→ PASSAGE
▼

Zimbabwe has more than 2,5 million land-mines and is ranked as one of the worst infested countries in the world, a situation which demonstrated how determined the Ian Smith regime was in stopping the attainment of independence by the black native majority, legislators have heard.
An international expert in de-mining, Mr Cameron Imber told the portfolio committee on Defence, Home Affairs and Security Services that Zimbabwe’s land-mines planted by Rhodesians were much more than those found in war torn countries like Afghanistan and Kosovo, among other countries he had worked in. Mr Imber, who was contracted by the Nowergian People’s Agency (NPA), a non-governmental-organisation in Norway to train de-miners at Border Streams, Vumba with new technology, was giving a briefing to the committee chaired by Bubi MP Cde Clifford Sibanda (Zanu-PF) that was on a fact finding mission on the landmine situation in the country. A New Zealand national but employed by the United States government, Mr Imber said he had 14 years experience in de-mining and worked in Afghanistan, Cambodia, Kosovo, Mozambique Georgia, among other countries in the world. Norwegian People’s Agency was one of the development partners Government signed an agreement with to fund the de-mining of landmines in Burma Valley, Border Stream and Rusitu Muzite in Chipinge.
“I have conducted de-mining in many countries that include Afghanistan, Cambodia and Mozambique and am now in Zimbabwe. What I have established is that Zimbabwe ranks as one of the worst infected countries with land-mines. It has got more than 2,5 million mines, I am still to see a country which surpasses that number,” said Mr Imber.
“In Cambodia, there are less than 2 million mines, the same with Afghanistan.
In Mozambique there were about 150 000 mines. This shows how determined the Rhodesians were in blocking liberation fighters from coming to Zimbabwe. They wanted to seal off all the borders used by fighters.”
He said there was need for Zimbabwe to engage more partners to mobilise resources in de-mining efforts because it would be difficult for Harare alone to clear the lethal devices.
NPA has since completed de-mining at Burma Valley and will officially handover the area to the Government next month.
NPA site superviser, Mr Clemence Homba said the rate at which they were recovering landmines was higher at Border Stream than at Burma Valley.
He said a total of 1 316 devices had been recovered to date from the few days that they were on the site.
“We started here in June but the quantity of devices recovered is amazing, some of them were recovered by locals,” he said.
Mr Homba said the presence of landmines had not only affected free movement of people but hindered grazing and arable land.
He said their completion of Burma Valley would go a long way in settling villagers who wanted land for agriculture.
NPA and the Zimbabwe National Army were the only organisations undertaking de-mining activities in the country.
Operations by ZNA were, however, hampered by inadequate resources at Dumiso mining base in Sengwe near Chikombedzi.

▲

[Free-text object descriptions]
▼

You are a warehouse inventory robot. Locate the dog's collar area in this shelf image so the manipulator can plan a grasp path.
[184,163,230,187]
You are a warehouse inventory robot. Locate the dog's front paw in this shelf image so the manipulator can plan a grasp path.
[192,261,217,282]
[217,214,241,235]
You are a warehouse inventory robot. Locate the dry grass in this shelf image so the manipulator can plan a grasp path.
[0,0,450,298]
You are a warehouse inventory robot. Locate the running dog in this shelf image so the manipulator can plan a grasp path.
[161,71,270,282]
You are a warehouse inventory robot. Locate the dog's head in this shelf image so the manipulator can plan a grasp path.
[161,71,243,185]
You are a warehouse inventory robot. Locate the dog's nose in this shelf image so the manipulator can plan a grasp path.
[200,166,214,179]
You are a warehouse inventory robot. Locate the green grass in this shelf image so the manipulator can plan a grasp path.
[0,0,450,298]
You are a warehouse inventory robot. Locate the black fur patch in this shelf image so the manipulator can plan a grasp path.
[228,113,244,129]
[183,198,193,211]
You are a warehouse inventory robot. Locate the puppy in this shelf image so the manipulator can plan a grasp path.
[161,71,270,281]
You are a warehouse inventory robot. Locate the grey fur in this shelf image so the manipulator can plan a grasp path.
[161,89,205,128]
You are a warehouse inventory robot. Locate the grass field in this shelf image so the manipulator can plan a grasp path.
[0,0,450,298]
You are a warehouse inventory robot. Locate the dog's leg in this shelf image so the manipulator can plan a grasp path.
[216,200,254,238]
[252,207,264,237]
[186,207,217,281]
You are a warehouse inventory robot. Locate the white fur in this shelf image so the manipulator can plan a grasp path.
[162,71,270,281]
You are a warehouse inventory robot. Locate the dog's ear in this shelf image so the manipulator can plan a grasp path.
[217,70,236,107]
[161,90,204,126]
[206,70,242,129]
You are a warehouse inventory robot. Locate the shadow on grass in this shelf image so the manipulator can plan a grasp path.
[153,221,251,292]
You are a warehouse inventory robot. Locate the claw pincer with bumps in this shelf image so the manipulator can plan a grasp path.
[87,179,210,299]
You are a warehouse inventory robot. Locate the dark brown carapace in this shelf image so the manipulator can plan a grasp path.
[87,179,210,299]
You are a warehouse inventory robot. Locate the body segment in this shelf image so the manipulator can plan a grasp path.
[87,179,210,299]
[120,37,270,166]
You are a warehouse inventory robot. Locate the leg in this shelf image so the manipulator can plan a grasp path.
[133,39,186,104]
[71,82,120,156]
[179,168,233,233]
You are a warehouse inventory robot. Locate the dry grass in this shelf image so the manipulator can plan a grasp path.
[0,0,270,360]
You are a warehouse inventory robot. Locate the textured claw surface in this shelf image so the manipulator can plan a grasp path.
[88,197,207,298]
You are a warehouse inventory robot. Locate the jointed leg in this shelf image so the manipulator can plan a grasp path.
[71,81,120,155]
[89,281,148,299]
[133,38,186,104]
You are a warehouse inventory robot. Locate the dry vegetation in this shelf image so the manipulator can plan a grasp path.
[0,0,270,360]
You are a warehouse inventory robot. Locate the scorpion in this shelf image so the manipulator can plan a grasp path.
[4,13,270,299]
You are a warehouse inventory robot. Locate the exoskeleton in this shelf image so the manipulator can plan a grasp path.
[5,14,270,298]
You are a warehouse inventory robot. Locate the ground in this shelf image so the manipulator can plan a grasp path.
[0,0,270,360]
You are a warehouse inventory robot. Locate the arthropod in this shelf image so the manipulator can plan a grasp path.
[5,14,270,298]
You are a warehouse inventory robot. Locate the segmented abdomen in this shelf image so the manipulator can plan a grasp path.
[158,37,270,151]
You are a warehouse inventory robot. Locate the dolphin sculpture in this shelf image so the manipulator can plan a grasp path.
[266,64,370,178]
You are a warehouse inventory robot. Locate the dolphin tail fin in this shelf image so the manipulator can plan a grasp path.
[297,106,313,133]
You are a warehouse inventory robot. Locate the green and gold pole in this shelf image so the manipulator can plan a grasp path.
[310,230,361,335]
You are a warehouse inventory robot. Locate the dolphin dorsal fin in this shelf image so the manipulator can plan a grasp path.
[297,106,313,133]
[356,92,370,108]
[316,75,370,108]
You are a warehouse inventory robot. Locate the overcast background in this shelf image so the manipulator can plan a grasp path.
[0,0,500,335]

▲

Reproduce everything in the landmine article from "He said there" down to "the lethal devices.", updating "Harare" to "the Government".

He said there was need for Zimbabwe to engage more partners to mobilise resources in de-mining efforts because it would be difficult for the Government alone to clear the lethal devices.